Task to complete: Please transcribe the entries below without changing a single character.

Source material START

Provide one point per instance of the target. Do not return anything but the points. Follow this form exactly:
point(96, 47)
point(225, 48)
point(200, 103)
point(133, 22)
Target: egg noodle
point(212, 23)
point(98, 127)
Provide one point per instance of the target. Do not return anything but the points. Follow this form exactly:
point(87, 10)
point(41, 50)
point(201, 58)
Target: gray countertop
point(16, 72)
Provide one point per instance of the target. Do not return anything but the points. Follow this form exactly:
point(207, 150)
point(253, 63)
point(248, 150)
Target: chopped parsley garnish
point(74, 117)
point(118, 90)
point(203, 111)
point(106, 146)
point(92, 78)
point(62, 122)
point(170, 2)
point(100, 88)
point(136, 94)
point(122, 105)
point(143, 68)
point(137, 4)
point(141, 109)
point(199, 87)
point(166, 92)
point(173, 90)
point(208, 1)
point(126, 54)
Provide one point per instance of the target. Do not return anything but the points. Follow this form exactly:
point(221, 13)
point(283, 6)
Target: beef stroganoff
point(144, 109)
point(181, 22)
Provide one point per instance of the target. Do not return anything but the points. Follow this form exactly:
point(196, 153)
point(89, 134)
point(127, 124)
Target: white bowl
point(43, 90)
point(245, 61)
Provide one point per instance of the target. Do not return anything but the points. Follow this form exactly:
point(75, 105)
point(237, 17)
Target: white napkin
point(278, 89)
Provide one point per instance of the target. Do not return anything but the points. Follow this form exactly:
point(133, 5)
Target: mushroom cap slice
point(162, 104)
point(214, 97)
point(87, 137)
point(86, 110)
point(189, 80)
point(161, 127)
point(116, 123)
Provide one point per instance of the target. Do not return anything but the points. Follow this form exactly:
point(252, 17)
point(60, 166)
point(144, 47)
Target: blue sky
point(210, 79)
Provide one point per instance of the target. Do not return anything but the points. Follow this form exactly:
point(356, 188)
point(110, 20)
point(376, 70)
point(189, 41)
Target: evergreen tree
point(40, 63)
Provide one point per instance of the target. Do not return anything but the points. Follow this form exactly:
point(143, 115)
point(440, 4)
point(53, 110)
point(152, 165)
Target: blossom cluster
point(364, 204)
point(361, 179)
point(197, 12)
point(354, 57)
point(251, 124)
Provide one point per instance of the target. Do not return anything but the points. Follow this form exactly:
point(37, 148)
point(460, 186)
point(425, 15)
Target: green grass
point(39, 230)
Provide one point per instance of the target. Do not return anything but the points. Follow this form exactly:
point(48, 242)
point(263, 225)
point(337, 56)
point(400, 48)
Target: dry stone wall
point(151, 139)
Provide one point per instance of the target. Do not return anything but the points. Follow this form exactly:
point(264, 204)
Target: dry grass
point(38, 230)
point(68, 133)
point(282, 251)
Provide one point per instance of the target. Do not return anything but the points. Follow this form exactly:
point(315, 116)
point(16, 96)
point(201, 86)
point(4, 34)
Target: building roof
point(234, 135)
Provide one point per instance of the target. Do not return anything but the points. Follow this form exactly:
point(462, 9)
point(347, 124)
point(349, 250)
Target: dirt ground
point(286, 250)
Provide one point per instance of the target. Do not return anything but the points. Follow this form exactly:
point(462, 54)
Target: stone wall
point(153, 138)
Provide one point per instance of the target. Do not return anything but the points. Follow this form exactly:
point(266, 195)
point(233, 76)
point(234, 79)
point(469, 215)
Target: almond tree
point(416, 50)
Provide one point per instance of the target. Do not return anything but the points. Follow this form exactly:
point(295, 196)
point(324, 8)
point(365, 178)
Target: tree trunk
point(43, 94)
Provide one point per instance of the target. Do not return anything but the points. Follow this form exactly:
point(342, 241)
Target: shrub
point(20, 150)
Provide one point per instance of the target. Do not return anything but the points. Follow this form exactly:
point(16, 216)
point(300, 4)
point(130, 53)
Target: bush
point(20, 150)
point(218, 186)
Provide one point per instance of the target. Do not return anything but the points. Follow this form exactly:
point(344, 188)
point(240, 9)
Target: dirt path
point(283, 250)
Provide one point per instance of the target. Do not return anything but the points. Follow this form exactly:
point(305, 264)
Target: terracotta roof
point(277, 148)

Source material END

Problem solution:
Provide one point per instance of the target. Do not return anything but the points. Follow this form exactly:
point(96, 47)
point(225, 48)
point(200, 103)
point(133, 22)
Target: egg noodle
point(212, 23)
point(98, 127)
Provide one point per instance of the target. Do not return anything but the points. Follow this form exactly:
point(87, 10)
point(41, 50)
point(201, 58)
Target: gray countertop
point(16, 72)
Provide one point per instance of the target. Do not return anything but the points. Follow this form exactly:
point(207, 150)
point(253, 63)
point(248, 150)
Target: chopped parsley garnish
point(74, 117)
point(118, 90)
point(203, 111)
point(106, 146)
point(92, 78)
point(62, 122)
point(170, 2)
point(100, 88)
point(136, 94)
point(122, 105)
point(143, 68)
point(137, 4)
point(141, 109)
point(199, 87)
point(166, 92)
point(173, 90)
point(208, 1)
point(126, 54)
Provide one point per instance of the target. Do not return anything but the points. Follow this form exactly:
point(221, 13)
point(283, 6)
Target: beef stroganoff
point(144, 109)
point(181, 22)
Provide one point per instance of the target. Do not return anything but the points. Follow this form exactly:
point(196, 153)
point(89, 134)
point(127, 124)
Target: white bowl
point(43, 90)
point(245, 61)
Provide one point per instance of the target. Do not return anything but the points. Follow this form exactly:
point(75, 105)
point(237, 17)
Target: white napkin
point(278, 89)
Provide one point per instance of the target. Do not return anything but the points. Follow this form exactly:
point(133, 5)
Target: mushroom cap slice
point(162, 104)
point(214, 97)
point(87, 137)
point(86, 110)
point(189, 80)
point(161, 127)
point(116, 123)
Provide one point per instance of the target. Do not return anything but the points. Follow this form exactly:
point(252, 17)
point(60, 166)
point(144, 47)
Target: blue sky
point(210, 79)
Provide one point per instance of the target. Do not return anything but the points. Follow this form exactly:
point(356, 188)
point(110, 20)
point(376, 70)
point(189, 41)
Target: evergreen tree
point(40, 63)
Provide one point per instance of the target. Do not return anything but the points. Follow this form exactly:
point(143, 115)
point(440, 4)
point(53, 110)
point(152, 165)
Target: blossom cluster
point(364, 204)
point(361, 179)
point(197, 12)
point(354, 57)
point(251, 124)
Provide one point per instance of the target. Do not return anything but the points. Follow this form exactly:
point(37, 148)
point(460, 186)
point(425, 15)
Target: green grass
point(39, 230)
Provide one point per instance of the target. Do not return anything but the points. Follow this form exactly:
point(48, 242)
point(263, 225)
point(337, 56)
point(400, 48)
Target: dry stone wall
point(151, 139)
Provide one point per instance of the target. Do not return anything but the points. Follow this form exactly:
point(264, 204)
Target: dry grass
point(38, 230)
point(68, 133)
point(282, 251)
Provide one point per instance of the target. Do not return anything but the points. Follow this form exactly:
point(315, 116)
point(16, 96)
point(201, 86)
point(4, 34)
Target: building roof
point(234, 135)
Provide one point per instance of the target. Do not return anything but the points. Follow this form exactly:
point(462, 9)
point(347, 124)
point(349, 250)
Target: dirt ground
point(286, 250)
Provide one point per instance of the target. Do not return anything but the points. Follow this form exactly:
point(462, 54)
Target: stone wall
point(153, 138)
Provide one point per instance of the target. Do not return anything but the points. Follow this form exactly:
point(266, 195)
point(233, 76)
point(234, 79)
point(469, 215)
Target: almond tree
point(416, 50)
Provide one point per instance of the target. Do not return anything but the points. Follow this form exactly:
point(295, 196)
point(324, 8)
point(365, 178)
Target: tree trunk
point(43, 94)
Provide one point per instance of the target. Do not return anything but the points. Follow this form exactly:
point(342, 241)
Target: shrub
point(20, 150)
Provide one point per instance of the target. Do not return anything but the points. Follow this form exactly:
point(16, 216)
point(300, 4)
point(130, 53)
Target: bush
point(20, 150)
point(218, 186)
Provide one point per instance of the target. Do not return anything but the points. Follow this form exactly:
point(344, 188)
point(240, 9)
Target: dirt path
point(283, 250)
Provide one point per instance of the target. Do not return anything but the points. Follow this form exactly:
point(305, 264)
Target: terracotta roof
point(277, 148)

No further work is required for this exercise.